Copy everything from the line containing "Each instance receives exactly one keypoint. Mark the dark rocky" down to the end of the listing, swapping "keypoint" for "point" and leaving all else unchanged.

-- begin DATA SUPPLIED --

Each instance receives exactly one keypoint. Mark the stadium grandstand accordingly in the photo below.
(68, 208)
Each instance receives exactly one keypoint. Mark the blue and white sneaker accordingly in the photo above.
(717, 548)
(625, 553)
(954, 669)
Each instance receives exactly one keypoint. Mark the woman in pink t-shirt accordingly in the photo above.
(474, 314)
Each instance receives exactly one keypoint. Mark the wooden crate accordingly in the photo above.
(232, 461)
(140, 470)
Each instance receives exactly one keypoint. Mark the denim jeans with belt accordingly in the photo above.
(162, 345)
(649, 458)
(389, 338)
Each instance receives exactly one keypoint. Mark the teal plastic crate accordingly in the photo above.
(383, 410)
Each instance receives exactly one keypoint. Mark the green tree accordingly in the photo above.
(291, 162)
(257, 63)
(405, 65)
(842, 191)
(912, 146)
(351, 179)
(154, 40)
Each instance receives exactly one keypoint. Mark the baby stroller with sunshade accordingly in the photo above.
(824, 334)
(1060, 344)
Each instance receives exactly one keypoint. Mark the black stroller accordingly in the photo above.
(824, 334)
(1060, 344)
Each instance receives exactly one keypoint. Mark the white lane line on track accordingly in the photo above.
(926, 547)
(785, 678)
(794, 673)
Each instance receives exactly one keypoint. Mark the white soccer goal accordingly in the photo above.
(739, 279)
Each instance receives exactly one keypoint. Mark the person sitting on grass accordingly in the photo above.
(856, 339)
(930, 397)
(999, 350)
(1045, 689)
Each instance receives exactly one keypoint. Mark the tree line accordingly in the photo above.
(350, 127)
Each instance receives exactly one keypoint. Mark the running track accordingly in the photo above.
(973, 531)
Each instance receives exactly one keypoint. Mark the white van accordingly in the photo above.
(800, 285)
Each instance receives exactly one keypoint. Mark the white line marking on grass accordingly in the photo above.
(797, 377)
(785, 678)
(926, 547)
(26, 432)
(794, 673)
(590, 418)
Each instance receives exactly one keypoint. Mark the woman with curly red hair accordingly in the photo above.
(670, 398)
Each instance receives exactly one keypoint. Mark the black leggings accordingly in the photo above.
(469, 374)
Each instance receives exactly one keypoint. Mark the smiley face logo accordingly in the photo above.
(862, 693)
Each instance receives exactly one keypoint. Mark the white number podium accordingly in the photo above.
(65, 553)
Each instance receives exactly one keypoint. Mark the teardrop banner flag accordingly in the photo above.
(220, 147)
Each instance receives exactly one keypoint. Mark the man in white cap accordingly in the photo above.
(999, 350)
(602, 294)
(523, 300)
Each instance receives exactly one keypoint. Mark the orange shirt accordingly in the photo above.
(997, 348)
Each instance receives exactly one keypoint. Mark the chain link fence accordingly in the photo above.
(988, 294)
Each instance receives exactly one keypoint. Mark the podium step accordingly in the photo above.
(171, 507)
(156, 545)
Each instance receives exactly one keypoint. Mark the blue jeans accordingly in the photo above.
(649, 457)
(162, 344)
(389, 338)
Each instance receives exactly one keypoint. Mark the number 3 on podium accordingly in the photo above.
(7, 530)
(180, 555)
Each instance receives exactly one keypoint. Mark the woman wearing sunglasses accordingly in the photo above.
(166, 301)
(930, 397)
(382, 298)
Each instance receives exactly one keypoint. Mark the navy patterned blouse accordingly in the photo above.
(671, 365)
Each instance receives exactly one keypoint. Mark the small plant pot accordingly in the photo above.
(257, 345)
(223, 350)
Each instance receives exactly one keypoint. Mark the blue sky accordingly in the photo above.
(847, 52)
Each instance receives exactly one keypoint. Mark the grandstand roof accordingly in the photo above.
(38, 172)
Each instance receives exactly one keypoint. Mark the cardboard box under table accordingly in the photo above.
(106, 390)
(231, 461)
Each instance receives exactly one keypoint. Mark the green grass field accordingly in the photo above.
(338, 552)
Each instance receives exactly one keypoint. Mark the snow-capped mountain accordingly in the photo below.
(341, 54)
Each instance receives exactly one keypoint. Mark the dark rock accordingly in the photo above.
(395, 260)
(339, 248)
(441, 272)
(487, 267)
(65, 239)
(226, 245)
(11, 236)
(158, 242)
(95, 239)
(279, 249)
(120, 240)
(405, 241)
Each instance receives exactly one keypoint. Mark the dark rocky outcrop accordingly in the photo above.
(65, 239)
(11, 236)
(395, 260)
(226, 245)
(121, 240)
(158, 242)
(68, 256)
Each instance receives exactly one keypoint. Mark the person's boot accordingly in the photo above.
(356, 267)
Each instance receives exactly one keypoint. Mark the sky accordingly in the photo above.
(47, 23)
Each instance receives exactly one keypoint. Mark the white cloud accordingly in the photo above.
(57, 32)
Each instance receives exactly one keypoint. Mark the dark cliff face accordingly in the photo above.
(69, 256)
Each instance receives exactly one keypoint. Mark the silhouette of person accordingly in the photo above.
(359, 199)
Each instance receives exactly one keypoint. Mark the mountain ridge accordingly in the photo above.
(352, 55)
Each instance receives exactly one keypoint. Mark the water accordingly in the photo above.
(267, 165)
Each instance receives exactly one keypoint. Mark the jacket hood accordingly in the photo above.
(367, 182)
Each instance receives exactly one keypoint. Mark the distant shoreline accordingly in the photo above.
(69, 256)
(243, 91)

-- end DATA SUPPLIED --

REPLY =>
Each instance receives exactly one point. Mark the dark rocky outcrop accordingly in the photo above.
(65, 239)
(11, 236)
(395, 260)
(226, 245)
(121, 240)
(158, 242)
(68, 256)
Each instance receives exactly one point. Mark the person's boot accordingly in the photo above.
(356, 267)
Each instance receives exactly one point. Mark the sky accordingly in the photo above.
(47, 23)
Each instance receives exactly one point. Mark the white cloud accordingly in the photo above.
(57, 32)
Each instance receives exactly one point. Mark the dark cliff face accordingly in the photo above.
(69, 256)
Each instance receives exactly one point. Mark the silhouette of person accordingly in the photo above.
(359, 199)
Each instance receives exactly one point. Mark the mountain ridge accordingly in the photo above.
(352, 55)
Each instance receives exactly one point. Mark the water accordingly in the photo above.
(267, 165)
Each instance receives exactly one point. Mark the jacket hood accordingly in the photo above.
(367, 182)
Each instance receives exactly one point. Mark the distant shoreline accordingly in the photo above.
(69, 256)
(243, 91)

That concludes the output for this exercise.